§ What to do:
• 1. In the article below on summer along the Paris waterways, what did La Baleine Blanche serve as before it became a venue for cultural events?
• 2. Proceed with the article below on summer along the Paris waterways, writing on from its final sentence.

§ Supplied passage:
Summer in Paris: Enjoy boat trips, beaches and floating cafés

 
Summer in Paris: Enjoy boat trips, beaches and floating cafés

Relax by the River Seine and Canal Saint-Martin, discovering some of the French city’s top entertainment on the waterways

After years of neglect, the 60km web of quays, wharves and docks that were once Paris’ arteries bringing the oxygen of trade to the city’s heart are once again at the forefront of city life and some of Paris’ best entertainment can now be sampled afloat. The canals and quays renovation project pumped life back into the city’s waterways and several decades later everything from swimming to chocolate tasting and live opera can be enjoyed on a boat. 

Planning to spend a day exploring as many of those watery kilometres as I can, I’ve just stepped from the Métro near Bercy, the site where countless French movie makers flocked to film the loaded coal barges, beret-clad fishermen and women scrubbing piles of laundry on bateaux lavoirs (laundry boats) that were moored here right up until the middle of the last century. 

It’s August and Paris-Plages – that brilliant project dreamt up by socialist mayor Bertand Delanöe for turning the city’s water zones into beach-type resorts complete with sand, sprinklers and deckchairs – is in full swing: in previous years it’s opened in style with an open-air cinema set on the banks of the River Seine.

Despite unseasonably cloudy weather, there’s a holiday ambience that makes it hard to believe I’m actually at the heart of France’s capital city: candyfloss and Ambre Solaire perfume the air, overheated children dash in and out of the water sprinklers and a throng of beach babes clad in crop tops and teeny-weeny bikinis decorate the candy-striped deckchairs, which stand on wooden decking fringing the water’s edge. 

I stroll past La Baleine Blanche (baleine-blanche.com), an ex-cement barge that is now a hip, local venue for cultural events ranging from pop concerts to children’s theatre workshops. “It looks small on the outside, but inside there’s seating for 150 people,” barman Philippe, who is pinning up a poster for an Édith Piaf tribute evening, tells me.

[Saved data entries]
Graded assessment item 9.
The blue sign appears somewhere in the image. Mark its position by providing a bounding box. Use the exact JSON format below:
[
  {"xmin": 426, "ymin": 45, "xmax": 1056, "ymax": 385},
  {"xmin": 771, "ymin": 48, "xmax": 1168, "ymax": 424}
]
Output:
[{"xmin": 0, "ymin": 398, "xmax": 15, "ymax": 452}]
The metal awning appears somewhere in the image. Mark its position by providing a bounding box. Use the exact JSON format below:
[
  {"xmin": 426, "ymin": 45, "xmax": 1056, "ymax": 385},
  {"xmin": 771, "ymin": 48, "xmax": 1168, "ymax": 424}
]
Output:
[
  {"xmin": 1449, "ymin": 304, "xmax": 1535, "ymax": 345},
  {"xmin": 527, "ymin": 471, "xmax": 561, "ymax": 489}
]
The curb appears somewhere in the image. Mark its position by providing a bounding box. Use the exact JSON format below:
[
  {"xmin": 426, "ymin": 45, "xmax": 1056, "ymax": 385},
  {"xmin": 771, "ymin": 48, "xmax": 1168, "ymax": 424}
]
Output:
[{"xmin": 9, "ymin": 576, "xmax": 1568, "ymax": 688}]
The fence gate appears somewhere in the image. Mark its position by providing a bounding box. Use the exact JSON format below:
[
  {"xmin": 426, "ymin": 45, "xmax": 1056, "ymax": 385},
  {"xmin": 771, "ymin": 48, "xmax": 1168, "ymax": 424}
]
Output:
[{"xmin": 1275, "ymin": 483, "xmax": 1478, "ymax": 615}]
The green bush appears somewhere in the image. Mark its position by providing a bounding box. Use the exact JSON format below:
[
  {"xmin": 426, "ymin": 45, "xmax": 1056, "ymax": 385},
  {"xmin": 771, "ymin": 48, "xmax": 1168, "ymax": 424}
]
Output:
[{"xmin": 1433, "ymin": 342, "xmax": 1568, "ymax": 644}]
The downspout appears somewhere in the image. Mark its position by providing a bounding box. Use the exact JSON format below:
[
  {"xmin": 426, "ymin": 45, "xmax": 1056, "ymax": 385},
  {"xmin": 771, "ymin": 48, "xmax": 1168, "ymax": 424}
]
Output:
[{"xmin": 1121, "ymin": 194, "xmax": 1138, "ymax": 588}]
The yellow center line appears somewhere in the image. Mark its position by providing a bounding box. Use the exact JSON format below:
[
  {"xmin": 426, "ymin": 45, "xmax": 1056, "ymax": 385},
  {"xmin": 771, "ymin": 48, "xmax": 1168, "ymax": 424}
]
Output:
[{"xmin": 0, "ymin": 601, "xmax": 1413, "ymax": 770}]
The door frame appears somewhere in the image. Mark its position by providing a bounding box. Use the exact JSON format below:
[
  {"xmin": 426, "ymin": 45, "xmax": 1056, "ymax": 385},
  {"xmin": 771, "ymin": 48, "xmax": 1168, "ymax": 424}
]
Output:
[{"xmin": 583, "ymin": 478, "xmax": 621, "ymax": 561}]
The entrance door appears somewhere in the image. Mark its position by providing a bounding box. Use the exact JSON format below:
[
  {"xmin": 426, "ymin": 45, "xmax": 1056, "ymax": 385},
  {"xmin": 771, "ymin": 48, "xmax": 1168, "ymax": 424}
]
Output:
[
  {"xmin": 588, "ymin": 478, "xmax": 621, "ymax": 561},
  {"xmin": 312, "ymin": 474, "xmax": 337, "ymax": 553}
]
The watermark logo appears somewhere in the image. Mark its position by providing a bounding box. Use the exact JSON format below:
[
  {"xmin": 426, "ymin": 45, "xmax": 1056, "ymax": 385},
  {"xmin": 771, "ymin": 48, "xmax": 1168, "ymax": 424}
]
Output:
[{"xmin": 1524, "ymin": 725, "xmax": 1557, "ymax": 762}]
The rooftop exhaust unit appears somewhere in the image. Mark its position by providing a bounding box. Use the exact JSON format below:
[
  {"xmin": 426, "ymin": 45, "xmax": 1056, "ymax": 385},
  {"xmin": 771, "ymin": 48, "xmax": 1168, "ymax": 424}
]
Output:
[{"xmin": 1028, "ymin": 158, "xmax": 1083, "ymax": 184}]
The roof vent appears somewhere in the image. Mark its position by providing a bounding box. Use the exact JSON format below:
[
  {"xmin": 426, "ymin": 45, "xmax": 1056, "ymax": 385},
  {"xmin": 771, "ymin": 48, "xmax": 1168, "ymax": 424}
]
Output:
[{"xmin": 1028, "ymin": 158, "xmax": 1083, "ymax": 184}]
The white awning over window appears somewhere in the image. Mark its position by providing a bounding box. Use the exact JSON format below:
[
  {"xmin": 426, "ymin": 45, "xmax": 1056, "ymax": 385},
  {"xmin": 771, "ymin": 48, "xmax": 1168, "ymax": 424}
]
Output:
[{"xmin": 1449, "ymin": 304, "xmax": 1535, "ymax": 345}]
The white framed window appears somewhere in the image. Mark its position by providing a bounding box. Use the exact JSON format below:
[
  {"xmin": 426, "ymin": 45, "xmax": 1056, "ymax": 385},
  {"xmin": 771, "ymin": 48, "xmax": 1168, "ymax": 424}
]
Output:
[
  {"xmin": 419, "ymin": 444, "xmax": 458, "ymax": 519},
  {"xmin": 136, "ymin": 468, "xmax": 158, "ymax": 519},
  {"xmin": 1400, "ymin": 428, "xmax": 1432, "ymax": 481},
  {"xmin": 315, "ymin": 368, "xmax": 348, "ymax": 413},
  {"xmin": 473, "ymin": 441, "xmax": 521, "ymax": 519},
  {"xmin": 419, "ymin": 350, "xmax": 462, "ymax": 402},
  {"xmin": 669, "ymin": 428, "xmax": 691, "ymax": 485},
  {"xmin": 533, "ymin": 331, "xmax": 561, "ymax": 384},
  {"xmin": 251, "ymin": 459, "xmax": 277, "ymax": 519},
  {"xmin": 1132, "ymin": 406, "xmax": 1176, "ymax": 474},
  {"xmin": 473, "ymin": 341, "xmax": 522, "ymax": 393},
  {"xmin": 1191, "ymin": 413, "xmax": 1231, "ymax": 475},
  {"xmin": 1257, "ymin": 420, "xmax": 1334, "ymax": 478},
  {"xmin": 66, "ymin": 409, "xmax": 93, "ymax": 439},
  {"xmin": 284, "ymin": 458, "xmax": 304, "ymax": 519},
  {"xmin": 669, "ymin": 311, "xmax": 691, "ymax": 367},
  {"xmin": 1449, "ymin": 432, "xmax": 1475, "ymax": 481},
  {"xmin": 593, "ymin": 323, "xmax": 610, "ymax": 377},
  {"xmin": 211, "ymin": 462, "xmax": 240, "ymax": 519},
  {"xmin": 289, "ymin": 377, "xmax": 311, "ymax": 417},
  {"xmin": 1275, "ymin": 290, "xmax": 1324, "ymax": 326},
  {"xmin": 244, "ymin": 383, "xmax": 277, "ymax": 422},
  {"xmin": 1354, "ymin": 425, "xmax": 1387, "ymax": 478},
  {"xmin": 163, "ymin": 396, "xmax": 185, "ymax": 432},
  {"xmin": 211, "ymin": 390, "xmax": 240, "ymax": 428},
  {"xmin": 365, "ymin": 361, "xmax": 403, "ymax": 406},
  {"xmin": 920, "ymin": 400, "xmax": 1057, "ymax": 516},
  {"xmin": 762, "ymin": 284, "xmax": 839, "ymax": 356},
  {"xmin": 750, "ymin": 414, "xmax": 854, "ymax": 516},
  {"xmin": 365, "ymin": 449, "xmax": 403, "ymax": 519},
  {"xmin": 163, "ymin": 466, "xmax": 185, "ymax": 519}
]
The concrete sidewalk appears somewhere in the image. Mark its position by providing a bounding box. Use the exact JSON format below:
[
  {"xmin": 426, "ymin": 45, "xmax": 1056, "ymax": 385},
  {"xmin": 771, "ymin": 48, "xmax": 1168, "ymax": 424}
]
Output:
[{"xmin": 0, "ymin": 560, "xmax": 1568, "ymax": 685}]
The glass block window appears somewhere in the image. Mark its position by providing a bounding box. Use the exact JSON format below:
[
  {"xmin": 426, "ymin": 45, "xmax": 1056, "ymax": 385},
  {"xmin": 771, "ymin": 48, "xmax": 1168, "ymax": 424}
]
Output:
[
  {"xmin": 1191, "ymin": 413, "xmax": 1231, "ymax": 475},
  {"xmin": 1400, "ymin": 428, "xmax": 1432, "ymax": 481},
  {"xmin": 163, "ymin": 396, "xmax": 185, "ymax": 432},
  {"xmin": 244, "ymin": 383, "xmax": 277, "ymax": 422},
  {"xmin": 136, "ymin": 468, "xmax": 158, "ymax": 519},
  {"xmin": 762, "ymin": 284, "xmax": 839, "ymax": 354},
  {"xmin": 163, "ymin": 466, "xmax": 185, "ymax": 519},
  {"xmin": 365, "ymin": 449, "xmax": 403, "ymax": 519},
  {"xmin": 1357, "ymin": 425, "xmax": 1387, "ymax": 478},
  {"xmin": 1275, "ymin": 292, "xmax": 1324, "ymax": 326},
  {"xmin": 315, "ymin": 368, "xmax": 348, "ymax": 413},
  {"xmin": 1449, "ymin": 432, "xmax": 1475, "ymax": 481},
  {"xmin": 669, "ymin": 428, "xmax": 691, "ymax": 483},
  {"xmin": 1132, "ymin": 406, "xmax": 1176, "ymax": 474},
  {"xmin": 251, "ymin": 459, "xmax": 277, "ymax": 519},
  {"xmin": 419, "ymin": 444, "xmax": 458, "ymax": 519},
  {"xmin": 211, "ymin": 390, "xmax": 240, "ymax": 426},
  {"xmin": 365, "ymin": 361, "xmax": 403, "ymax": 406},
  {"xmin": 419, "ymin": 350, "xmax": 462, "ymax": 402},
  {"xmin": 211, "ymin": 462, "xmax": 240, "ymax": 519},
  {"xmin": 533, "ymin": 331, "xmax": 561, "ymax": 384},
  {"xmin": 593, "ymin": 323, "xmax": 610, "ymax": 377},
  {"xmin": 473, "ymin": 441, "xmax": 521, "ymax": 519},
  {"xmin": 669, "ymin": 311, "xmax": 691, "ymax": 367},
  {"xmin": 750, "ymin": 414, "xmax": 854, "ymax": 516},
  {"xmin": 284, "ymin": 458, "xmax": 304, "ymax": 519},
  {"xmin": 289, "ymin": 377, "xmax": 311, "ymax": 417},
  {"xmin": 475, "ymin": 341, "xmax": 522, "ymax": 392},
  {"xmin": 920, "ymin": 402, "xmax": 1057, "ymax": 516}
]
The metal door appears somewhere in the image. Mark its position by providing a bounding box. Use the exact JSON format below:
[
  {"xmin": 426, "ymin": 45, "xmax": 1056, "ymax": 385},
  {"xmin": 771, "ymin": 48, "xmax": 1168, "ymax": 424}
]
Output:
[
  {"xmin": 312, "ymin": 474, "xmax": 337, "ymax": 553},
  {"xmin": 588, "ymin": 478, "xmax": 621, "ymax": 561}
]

§ Results of the exercise:
• 1. It was a cement barge.

• 2.
La Piscine Joséphine Baker (piscine-baker.fr) is a floating swimming pool inaugurated in 1992, which juts out into the Seine on a barge-like pontoon. Stripping to swimwear, I wallow in the cool blue water of this wonderful pool, enjoying a fish-eye view of the barges, dinghies and sailing boats coasting along the Seine river, then dry myself off and head for Le Batofar. Sadly this iconic floating concert venue on a 45-metre-long barge, complete with a mini lighthouse which once warned sailors of peril along Irish coasts, has closed so I wander around François Mitterrand’s stunning Bibliothéque Nationale where it used to be moored, instead.

“When the Batofar opened in 1999 it was unique, but now there are more and more floating shops and bars and restaurants in Paris – there’s even a péniche (barge) for the homeless, called Le Fleuron,” the librarian inside tells me.

My dessert is anchored a few doors down at Le Bateau Chocolaté (bateauchocolate.fr), a café houseboat whose culinary creations are made with Caribbean chocolate. Created in 2015, this pretty barge brimming with plants is a cross between a tea salon and a shop selling lots of gooey goodies. “We have a lot of floating entertainment in Paris now,” the owner tells me. “That’s why we Parisians call the Seine ‘our 21st arrondissement’.”

Clutching boxes of home-made goodies, I cross over to the Quai de la Rapée, dive underground once more and whizz to a dot on the Métro map’s north-east corner, called Jaurès. I surface near the Canal Saint-Martin.

Built in 1825 by order of Napoleon to bring drinking water and a better internal transport system to the city, this clean-cut waterway was jammed with barges carrying cement, coal and carbohydrates to the city, but when roads took over from fluvial routes in the mid 1960s there was talk of paving it over to make a motorway. Watching dinghies and canoes, hemmed in by a solid backdrop of concrete apartment blocks, skimming across what is now Paris’ largest open stretch of recreational water I give thanks to the Gods who prevented this catastrophe.

“Nowadays everyone loves the Canal Saint-Martin and the Bassin de Villette. People come here to ride bikes, or hire a canoe, or just to picnic and relax. These water spaces are like the city’s lungs – I don’t know what we’d do without them,” the artistic director of the La Péniche Opéra tells me.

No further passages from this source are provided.